(A run of records)
+++++

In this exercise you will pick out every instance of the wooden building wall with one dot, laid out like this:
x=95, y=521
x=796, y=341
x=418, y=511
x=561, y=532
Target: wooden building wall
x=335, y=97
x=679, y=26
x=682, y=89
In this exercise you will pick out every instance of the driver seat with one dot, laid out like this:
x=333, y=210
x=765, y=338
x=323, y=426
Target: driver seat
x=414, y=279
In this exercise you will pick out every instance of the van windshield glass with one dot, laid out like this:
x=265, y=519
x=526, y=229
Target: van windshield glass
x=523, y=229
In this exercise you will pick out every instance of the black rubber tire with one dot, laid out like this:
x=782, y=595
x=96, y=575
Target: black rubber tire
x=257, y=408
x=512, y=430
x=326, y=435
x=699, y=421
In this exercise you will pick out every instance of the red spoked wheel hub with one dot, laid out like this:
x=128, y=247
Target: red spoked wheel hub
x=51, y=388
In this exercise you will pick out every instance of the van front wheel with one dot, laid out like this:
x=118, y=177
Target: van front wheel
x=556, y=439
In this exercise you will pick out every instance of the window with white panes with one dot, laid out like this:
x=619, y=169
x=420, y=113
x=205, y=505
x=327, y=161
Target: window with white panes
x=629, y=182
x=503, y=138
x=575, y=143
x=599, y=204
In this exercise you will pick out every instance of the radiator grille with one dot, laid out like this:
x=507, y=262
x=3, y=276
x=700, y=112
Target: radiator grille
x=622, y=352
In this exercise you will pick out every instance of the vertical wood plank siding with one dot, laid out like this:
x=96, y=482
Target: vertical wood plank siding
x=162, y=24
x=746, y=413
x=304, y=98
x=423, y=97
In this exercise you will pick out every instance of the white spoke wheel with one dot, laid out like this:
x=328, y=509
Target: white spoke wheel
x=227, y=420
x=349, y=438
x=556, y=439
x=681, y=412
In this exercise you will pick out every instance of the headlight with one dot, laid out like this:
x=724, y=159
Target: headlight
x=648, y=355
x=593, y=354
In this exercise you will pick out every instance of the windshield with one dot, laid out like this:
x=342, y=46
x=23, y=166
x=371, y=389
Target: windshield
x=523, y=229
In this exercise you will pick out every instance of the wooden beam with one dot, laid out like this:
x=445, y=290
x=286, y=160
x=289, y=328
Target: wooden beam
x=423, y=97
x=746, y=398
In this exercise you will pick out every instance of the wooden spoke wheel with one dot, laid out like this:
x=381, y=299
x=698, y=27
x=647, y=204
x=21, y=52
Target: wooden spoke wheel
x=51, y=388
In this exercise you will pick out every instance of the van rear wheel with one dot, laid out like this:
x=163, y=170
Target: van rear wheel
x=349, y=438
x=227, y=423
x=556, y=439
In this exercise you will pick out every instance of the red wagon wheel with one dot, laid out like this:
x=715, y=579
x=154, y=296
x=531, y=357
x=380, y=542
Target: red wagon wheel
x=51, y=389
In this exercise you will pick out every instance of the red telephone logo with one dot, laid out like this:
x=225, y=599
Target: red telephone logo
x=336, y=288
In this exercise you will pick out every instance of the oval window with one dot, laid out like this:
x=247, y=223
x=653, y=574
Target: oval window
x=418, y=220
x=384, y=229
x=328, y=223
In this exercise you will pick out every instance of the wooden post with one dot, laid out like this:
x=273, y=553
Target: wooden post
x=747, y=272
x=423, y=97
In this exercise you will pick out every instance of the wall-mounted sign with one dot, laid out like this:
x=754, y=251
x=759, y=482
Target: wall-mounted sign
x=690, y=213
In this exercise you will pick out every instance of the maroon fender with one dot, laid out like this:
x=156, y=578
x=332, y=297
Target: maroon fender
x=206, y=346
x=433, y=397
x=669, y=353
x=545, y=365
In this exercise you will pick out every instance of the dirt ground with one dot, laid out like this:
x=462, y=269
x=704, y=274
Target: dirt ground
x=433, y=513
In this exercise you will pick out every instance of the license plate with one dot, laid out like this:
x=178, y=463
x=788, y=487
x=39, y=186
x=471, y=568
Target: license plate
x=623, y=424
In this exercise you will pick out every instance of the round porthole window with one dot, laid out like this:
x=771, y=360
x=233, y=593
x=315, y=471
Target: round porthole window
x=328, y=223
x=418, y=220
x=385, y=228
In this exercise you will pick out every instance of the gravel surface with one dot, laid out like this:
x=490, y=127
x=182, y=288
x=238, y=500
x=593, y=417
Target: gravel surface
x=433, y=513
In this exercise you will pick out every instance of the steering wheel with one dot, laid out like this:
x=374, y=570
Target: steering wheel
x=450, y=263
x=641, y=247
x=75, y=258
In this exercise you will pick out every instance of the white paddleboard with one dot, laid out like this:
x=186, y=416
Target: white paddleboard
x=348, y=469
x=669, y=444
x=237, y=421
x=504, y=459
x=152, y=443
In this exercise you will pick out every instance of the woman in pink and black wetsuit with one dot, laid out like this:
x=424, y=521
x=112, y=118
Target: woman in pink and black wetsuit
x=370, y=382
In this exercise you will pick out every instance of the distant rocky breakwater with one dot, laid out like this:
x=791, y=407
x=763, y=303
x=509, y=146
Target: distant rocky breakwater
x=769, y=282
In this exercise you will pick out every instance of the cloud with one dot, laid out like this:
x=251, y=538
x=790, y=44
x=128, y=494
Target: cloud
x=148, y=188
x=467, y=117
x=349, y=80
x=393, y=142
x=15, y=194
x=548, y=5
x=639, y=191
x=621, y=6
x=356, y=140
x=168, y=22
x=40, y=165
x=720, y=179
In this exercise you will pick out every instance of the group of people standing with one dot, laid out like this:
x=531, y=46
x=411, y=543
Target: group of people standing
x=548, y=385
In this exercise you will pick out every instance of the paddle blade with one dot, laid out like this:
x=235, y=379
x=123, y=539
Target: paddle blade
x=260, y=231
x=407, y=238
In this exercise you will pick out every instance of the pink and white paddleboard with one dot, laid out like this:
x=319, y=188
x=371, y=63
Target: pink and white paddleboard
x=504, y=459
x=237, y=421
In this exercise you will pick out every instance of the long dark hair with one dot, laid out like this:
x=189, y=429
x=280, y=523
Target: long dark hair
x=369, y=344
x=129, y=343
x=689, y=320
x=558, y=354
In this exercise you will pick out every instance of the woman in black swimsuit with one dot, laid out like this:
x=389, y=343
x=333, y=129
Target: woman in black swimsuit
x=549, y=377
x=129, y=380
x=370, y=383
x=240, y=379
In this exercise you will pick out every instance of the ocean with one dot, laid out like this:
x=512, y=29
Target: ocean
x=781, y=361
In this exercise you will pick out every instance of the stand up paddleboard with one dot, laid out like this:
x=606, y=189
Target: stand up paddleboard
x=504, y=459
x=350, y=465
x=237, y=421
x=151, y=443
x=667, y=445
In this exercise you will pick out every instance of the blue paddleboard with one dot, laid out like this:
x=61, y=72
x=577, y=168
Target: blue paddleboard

+++++

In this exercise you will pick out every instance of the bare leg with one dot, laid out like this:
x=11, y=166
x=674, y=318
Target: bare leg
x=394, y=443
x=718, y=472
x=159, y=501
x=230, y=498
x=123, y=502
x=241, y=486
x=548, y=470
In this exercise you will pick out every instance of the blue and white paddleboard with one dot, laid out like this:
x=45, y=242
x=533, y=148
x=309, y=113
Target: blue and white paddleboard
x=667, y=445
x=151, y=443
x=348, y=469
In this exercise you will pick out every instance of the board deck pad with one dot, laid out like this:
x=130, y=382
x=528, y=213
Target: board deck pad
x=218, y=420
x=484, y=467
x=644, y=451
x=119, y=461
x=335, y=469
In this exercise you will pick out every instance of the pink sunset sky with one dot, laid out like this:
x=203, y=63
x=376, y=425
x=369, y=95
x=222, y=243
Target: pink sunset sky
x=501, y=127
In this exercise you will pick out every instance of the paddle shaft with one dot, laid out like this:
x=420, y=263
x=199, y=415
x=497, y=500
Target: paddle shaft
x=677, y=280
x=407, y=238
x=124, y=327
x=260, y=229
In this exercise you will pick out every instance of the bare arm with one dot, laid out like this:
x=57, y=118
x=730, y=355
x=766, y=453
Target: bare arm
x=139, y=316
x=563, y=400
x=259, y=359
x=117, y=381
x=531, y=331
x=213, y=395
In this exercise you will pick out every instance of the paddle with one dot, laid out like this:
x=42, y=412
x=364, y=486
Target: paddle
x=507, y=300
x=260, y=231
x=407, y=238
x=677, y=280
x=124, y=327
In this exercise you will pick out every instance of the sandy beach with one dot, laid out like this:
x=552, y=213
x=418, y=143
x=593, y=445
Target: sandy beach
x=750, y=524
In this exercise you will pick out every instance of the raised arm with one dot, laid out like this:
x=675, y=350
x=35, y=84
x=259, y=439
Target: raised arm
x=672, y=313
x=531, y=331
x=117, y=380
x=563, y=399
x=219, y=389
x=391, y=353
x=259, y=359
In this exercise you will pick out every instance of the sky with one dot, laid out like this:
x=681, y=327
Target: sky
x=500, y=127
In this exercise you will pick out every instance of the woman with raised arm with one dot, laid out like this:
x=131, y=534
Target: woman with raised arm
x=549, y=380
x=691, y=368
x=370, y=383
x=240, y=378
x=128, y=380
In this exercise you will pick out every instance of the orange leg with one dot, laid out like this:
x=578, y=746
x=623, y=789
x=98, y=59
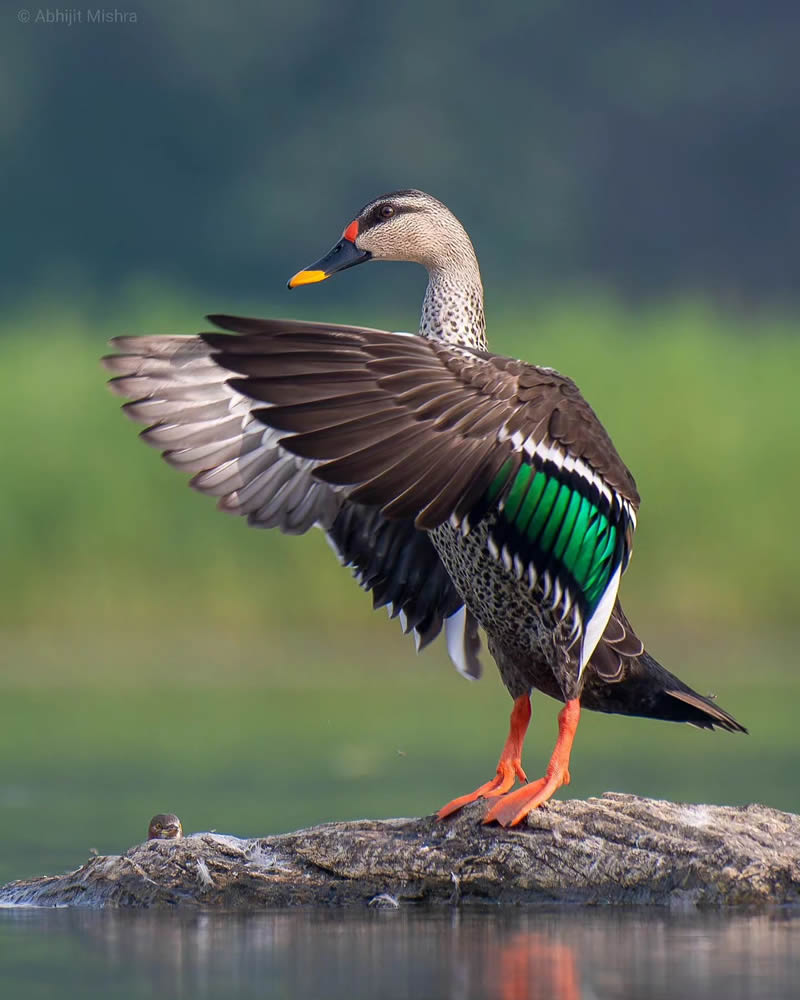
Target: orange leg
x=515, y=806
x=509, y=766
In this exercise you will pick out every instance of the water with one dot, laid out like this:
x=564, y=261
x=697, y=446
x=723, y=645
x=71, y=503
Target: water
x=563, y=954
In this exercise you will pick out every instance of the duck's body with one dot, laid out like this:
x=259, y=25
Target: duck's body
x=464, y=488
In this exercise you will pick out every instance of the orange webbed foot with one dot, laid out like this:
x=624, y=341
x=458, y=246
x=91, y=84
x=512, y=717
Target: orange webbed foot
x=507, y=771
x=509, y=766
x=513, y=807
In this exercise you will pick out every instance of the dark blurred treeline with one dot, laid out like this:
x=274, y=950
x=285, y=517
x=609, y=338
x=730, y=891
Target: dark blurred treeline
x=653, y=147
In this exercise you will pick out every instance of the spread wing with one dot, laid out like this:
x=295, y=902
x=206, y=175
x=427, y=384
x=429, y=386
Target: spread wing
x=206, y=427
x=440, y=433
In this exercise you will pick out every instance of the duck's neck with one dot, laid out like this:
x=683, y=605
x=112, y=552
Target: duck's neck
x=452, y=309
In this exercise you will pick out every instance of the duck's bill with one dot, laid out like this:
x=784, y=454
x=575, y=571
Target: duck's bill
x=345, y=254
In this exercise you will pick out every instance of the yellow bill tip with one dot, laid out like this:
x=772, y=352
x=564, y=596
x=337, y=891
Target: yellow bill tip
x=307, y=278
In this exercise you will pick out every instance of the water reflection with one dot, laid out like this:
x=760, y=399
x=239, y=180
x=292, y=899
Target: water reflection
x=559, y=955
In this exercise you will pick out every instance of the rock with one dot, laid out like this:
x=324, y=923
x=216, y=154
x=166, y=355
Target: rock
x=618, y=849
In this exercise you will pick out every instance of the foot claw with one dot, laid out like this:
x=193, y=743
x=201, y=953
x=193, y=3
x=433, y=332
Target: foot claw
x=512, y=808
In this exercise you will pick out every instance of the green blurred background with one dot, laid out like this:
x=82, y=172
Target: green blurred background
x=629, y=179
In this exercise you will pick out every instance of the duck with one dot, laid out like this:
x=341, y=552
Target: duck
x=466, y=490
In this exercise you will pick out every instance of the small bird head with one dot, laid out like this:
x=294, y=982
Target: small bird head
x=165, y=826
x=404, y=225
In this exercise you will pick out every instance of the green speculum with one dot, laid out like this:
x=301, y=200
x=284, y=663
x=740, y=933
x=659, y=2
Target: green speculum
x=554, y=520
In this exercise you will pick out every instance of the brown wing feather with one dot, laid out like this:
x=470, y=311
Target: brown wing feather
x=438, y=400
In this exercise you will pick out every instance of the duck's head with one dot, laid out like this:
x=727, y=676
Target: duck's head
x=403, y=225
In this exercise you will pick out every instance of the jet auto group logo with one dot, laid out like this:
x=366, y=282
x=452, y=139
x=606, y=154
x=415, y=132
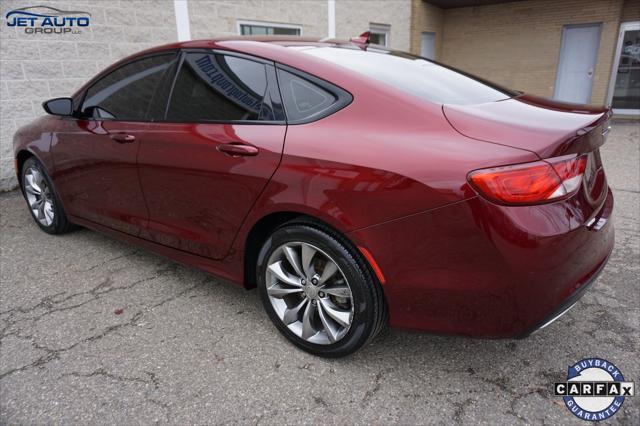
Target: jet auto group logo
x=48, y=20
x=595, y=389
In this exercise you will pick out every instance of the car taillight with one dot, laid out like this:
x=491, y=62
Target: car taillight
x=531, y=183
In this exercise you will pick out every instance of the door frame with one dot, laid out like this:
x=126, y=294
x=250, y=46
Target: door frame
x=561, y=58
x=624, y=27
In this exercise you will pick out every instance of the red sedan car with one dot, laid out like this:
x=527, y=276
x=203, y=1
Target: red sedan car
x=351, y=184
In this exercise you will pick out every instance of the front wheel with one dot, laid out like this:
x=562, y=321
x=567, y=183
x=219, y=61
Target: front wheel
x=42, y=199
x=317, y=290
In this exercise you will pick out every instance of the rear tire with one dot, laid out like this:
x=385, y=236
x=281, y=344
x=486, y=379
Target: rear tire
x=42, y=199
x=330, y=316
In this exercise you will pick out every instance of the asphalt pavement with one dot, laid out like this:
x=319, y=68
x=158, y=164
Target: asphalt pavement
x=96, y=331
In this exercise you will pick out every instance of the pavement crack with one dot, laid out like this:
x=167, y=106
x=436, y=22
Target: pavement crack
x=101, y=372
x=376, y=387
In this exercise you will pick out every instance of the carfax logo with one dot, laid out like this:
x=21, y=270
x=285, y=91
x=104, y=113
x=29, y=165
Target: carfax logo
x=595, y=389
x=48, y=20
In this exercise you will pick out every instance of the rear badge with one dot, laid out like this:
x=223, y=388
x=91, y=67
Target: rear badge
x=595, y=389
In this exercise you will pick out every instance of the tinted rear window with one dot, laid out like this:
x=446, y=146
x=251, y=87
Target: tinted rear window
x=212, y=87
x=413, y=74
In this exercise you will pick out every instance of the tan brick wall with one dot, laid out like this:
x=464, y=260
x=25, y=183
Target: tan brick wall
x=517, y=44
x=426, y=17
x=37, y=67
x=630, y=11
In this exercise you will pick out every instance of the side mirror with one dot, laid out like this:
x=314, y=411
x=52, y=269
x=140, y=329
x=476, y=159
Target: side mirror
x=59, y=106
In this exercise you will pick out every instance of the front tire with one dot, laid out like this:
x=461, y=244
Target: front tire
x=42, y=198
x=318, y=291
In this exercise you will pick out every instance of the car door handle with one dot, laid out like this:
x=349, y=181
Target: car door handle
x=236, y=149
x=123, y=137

+++++

Task brief —
Write out the records again, requests included, starting with the line that contains "of the cloud" and going on through the line that contains "x=720, y=179". Shift every number in the answer coordinates up by 77, and leave the numbers in the requests and their format samples unchanged.

Expected output —
In this exercise you will pick out every instance of the cloud with one dot, laid out like this:
x=251, y=538
x=790, y=44
x=128, y=494
Target: cloud
x=225, y=265
x=544, y=194
x=426, y=157
x=470, y=219
x=92, y=271
x=625, y=82
x=716, y=268
x=698, y=83
x=433, y=217
x=245, y=99
x=117, y=242
x=797, y=256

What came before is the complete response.